TASK TO CARRY OUT
Print the material below exactly, from its start through the line containing "x=481, y=13", including that line. Leave the pictures out of your answer.

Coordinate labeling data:
┌────────

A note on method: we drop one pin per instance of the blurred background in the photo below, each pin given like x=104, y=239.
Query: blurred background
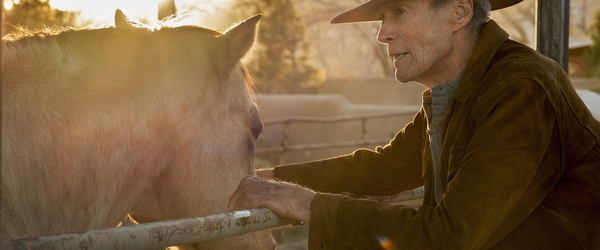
x=336, y=77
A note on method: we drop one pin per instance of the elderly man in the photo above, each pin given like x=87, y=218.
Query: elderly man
x=507, y=151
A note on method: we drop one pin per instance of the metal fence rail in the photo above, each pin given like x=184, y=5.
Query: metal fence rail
x=285, y=146
x=157, y=234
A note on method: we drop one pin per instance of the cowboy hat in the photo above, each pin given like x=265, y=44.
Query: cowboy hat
x=367, y=11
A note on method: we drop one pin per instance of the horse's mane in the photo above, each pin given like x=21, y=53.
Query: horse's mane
x=22, y=38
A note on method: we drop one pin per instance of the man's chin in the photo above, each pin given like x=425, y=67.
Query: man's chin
x=403, y=79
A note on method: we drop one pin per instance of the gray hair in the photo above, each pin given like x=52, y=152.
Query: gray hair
x=481, y=13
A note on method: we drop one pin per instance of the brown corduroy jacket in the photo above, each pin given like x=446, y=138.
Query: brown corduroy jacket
x=520, y=167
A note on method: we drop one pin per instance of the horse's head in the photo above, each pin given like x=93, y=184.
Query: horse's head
x=216, y=121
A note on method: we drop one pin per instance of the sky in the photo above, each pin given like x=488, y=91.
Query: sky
x=102, y=12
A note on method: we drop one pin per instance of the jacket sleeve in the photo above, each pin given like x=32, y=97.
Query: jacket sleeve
x=387, y=170
x=512, y=130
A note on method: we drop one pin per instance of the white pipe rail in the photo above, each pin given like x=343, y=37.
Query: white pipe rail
x=157, y=234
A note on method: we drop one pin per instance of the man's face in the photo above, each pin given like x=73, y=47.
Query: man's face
x=418, y=38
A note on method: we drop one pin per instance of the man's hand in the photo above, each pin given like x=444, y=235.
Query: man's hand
x=267, y=174
x=285, y=199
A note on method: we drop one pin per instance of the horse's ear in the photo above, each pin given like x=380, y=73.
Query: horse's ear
x=122, y=22
x=238, y=40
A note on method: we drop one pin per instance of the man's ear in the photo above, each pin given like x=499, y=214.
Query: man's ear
x=463, y=12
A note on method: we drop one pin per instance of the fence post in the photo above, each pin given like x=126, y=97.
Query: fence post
x=552, y=30
x=364, y=122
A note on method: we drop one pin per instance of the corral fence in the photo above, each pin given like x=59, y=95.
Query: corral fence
x=284, y=148
x=190, y=230
x=157, y=235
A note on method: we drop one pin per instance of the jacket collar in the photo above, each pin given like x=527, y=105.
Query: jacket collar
x=486, y=47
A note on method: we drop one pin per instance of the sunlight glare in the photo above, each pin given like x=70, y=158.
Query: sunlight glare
x=103, y=12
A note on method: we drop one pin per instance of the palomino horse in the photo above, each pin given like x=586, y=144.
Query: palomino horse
x=97, y=124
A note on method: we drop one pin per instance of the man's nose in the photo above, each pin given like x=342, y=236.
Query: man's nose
x=385, y=34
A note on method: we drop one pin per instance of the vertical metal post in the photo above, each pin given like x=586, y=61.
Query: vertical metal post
x=285, y=143
x=552, y=30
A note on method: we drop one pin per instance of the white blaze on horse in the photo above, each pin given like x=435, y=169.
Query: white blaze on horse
x=97, y=124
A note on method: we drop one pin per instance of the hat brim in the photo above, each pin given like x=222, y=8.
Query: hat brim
x=367, y=12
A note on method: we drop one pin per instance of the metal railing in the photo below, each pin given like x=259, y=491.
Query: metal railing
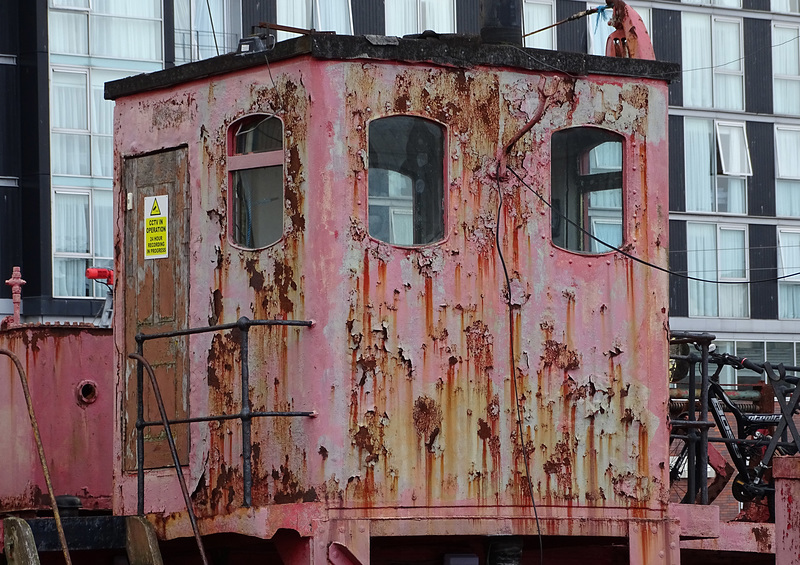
x=245, y=415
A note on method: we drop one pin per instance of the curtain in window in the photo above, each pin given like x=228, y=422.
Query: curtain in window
x=786, y=63
x=696, y=58
x=700, y=162
x=437, y=15
x=69, y=154
x=702, y=263
x=785, y=6
x=69, y=101
x=787, y=195
x=789, y=263
x=126, y=38
x=70, y=235
x=103, y=226
x=402, y=17
x=728, y=85
x=69, y=32
x=733, y=301
x=334, y=15
x=536, y=15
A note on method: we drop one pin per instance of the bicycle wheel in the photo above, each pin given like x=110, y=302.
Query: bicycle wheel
x=678, y=472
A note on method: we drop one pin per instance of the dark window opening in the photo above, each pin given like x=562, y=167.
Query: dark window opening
x=586, y=176
x=256, y=167
x=406, y=180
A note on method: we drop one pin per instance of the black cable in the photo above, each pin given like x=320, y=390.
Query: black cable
x=633, y=257
x=514, y=367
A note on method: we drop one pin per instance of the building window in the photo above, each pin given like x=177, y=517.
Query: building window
x=792, y=6
x=113, y=28
x=726, y=3
x=404, y=17
x=713, y=68
x=787, y=169
x=322, y=15
x=717, y=253
x=717, y=161
x=82, y=238
x=255, y=163
x=406, y=180
x=82, y=122
x=537, y=14
x=586, y=176
x=599, y=30
x=789, y=267
x=786, y=69
x=205, y=28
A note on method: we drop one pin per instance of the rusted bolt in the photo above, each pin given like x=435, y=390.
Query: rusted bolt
x=86, y=392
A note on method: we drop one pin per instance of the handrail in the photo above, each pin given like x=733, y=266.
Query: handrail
x=174, y=451
x=246, y=415
x=40, y=448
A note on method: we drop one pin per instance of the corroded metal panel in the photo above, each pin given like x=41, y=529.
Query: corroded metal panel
x=409, y=363
x=70, y=375
x=158, y=301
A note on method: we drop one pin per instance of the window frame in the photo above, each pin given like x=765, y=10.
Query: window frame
x=718, y=161
x=419, y=26
x=745, y=280
x=249, y=161
x=387, y=199
x=91, y=256
x=779, y=77
x=589, y=215
x=715, y=68
x=552, y=32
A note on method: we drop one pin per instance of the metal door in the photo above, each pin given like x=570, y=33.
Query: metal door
x=157, y=300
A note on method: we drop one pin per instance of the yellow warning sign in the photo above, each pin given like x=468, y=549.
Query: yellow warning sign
x=156, y=227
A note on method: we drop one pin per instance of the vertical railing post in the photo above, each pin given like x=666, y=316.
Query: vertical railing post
x=247, y=464
x=140, y=427
x=691, y=439
x=704, y=386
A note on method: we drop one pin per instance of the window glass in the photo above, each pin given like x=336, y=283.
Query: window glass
x=586, y=176
x=70, y=101
x=256, y=166
x=404, y=17
x=786, y=69
x=708, y=190
x=406, y=180
x=717, y=253
x=753, y=350
x=789, y=264
x=786, y=6
x=728, y=375
x=696, y=59
x=71, y=223
x=787, y=189
x=126, y=38
x=733, y=151
x=68, y=32
x=713, y=70
x=537, y=15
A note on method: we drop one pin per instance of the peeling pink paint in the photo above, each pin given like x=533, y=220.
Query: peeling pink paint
x=408, y=363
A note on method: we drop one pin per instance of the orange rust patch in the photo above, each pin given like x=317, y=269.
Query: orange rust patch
x=560, y=355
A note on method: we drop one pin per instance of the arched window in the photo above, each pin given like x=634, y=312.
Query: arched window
x=406, y=180
x=255, y=163
x=586, y=177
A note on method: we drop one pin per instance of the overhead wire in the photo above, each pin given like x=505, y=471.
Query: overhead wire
x=520, y=431
x=631, y=256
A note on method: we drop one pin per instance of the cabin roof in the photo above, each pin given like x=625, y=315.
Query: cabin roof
x=459, y=51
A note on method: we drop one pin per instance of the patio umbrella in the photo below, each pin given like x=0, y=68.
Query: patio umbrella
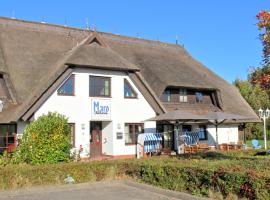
x=178, y=115
x=218, y=118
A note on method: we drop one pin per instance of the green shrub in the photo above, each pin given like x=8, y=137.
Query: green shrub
x=46, y=140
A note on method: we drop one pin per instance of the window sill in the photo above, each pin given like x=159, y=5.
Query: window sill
x=130, y=144
x=105, y=97
x=66, y=95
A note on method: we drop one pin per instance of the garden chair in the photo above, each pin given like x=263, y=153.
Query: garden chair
x=255, y=144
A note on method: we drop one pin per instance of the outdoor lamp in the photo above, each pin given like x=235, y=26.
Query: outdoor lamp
x=267, y=113
x=260, y=112
x=264, y=114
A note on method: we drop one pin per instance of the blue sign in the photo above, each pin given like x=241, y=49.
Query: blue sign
x=100, y=109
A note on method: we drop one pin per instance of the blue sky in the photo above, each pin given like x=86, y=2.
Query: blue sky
x=220, y=34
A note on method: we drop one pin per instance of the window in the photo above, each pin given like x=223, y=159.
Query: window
x=202, y=133
x=4, y=94
x=7, y=137
x=99, y=86
x=166, y=96
x=128, y=90
x=186, y=128
x=199, y=97
x=72, y=134
x=131, y=133
x=67, y=89
x=183, y=95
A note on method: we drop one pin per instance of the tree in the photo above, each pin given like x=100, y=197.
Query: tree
x=45, y=140
x=257, y=98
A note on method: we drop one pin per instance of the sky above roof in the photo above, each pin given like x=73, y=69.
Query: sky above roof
x=220, y=34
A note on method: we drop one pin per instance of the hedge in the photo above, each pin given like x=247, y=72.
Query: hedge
x=245, y=177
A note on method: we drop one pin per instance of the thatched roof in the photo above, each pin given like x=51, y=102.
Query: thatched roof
x=35, y=55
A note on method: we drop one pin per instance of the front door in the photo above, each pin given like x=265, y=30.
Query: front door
x=95, y=138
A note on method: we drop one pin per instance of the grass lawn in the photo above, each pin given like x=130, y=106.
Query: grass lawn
x=234, y=173
x=261, y=142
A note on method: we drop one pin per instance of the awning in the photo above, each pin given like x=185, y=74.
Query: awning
x=152, y=142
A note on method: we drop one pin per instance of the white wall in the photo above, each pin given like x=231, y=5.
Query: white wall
x=78, y=110
x=20, y=127
x=227, y=133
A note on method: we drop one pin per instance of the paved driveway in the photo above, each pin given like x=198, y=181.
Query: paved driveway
x=114, y=190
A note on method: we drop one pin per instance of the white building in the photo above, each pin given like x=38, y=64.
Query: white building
x=108, y=86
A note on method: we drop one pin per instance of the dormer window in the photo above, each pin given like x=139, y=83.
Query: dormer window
x=67, y=89
x=166, y=96
x=183, y=95
x=129, y=92
x=199, y=97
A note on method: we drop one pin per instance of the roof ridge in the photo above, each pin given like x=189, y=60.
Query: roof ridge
x=33, y=23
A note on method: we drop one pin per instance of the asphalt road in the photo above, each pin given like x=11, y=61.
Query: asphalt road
x=113, y=190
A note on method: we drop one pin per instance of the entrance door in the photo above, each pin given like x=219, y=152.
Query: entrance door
x=95, y=138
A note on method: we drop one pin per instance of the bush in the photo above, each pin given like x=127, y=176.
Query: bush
x=46, y=140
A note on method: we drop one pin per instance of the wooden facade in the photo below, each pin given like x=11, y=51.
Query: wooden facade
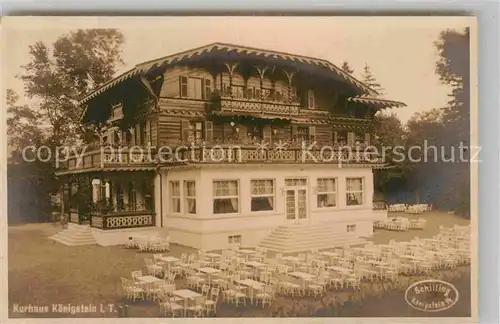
x=229, y=97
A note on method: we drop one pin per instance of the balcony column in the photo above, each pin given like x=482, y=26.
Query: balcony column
x=132, y=136
x=261, y=70
x=231, y=67
x=289, y=76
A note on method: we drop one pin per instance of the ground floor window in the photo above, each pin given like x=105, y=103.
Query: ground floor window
x=326, y=193
x=225, y=196
x=175, y=197
x=354, y=191
x=296, y=182
x=234, y=239
x=262, y=195
x=190, y=197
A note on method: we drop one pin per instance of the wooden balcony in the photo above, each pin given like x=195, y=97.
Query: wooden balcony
x=237, y=154
x=104, y=157
x=122, y=219
x=227, y=105
x=379, y=205
x=219, y=153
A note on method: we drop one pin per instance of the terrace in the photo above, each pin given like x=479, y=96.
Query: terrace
x=65, y=276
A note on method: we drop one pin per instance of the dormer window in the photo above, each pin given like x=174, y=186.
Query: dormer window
x=310, y=99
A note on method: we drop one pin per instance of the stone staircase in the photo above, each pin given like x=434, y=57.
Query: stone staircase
x=75, y=235
x=305, y=237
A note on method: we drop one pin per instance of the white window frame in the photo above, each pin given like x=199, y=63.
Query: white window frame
x=172, y=196
x=187, y=197
x=227, y=197
x=231, y=239
x=311, y=100
x=334, y=192
x=273, y=195
x=362, y=191
x=350, y=228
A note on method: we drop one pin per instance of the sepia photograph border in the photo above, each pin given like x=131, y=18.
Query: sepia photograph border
x=12, y=22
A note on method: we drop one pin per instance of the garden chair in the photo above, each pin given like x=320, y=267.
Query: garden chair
x=152, y=268
x=135, y=274
x=197, y=307
x=266, y=296
x=171, y=307
x=211, y=301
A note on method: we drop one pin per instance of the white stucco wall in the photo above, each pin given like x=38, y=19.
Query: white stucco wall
x=207, y=230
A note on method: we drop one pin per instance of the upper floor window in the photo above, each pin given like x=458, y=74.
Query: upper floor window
x=296, y=182
x=116, y=112
x=262, y=195
x=190, y=197
x=340, y=138
x=302, y=134
x=310, y=99
x=359, y=138
x=175, y=197
x=196, y=131
x=194, y=88
x=354, y=191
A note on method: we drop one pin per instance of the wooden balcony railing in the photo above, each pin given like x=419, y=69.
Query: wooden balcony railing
x=97, y=158
x=124, y=219
x=379, y=205
x=231, y=105
x=223, y=153
x=236, y=154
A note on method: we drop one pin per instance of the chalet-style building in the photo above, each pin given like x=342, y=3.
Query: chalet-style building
x=223, y=144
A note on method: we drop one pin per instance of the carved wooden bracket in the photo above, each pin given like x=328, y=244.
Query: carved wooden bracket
x=289, y=75
x=231, y=67
x=261, y=70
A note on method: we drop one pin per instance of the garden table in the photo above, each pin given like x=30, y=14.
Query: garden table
x=148, y=279
x=169, y=259
x=302, y=275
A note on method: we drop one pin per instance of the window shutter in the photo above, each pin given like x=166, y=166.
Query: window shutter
x=367, y=138
x=111, y=137
x=138, y=134
x=209, y=131
x=310, y=99
x=153, y=136
x=183, y=86
x=185, y=130
x=312, y=133
x=207, y=89
x=293, y=132
x=180, y=86
x=350, y=138
x=266, y=134
x=148, y=133
x=132, y=136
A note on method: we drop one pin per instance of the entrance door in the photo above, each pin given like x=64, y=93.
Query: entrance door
x=296, y=204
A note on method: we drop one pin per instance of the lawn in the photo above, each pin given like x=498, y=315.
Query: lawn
x=42, y=272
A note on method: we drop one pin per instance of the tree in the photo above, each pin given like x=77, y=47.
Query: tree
x=347, y=68
x=22, y=124
x=369, y=79
x=453, y=68
x=57, y=78
x=389, y=134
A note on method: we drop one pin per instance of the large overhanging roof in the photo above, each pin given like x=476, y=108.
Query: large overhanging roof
x=221, y=48
x=377, y=102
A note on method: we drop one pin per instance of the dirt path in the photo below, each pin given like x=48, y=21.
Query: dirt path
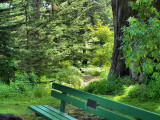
x=89, y=78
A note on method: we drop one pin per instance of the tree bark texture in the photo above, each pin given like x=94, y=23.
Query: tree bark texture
x=121, y=12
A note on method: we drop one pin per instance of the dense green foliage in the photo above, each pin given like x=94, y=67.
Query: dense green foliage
x=141, y=43
x=141, y=53
x=48, y=38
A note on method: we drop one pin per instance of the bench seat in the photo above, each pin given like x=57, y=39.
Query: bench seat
x=50, y=113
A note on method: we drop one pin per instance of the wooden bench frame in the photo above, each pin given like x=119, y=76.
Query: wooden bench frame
x=103, y=107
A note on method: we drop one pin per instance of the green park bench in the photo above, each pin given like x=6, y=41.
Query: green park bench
x=103, y=107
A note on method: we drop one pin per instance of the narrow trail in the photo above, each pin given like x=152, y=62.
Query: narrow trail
x=89, y=78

└────────

CORRECT RESPONSE
A note on method: we drop one pin per instance of the blurred background in the photo below, each pin given like x=104, y=239.
Query: blurred background
x=336, y=77
A note on method: we drop one pin per instance of the elderly man in the photo above, each pin given like x=87, y=218.
Query: elderly man
x=507, y=151
A note on method: we drop one pin per instance of the metal fence rail in the photo above, each pin given like x=184, y=5.
Query: metal fence rail
x=285, y=146
x=157, y=234
A note on method: we drop one pin per instance of the cowboy hat in the photo above, each pin given like x=265, y=44.
Query: cowboy hat
x=367, y=11
A note on method: we drop one pin per instance of the horse's mane in the photo above, each pin given like x=21, y=53.
Query: horse's mane
x=22, y=38
A note on method: we drop one pin per instance of the man's chin in the photo above, each pin given like x=425, y=67.
Query: man's chin
x=403, y=79
A note on method: we drop one pin per instance of the gray hair in the photo above, each pin given like x=52, y=152.
Query: gray hair
x=481, y=13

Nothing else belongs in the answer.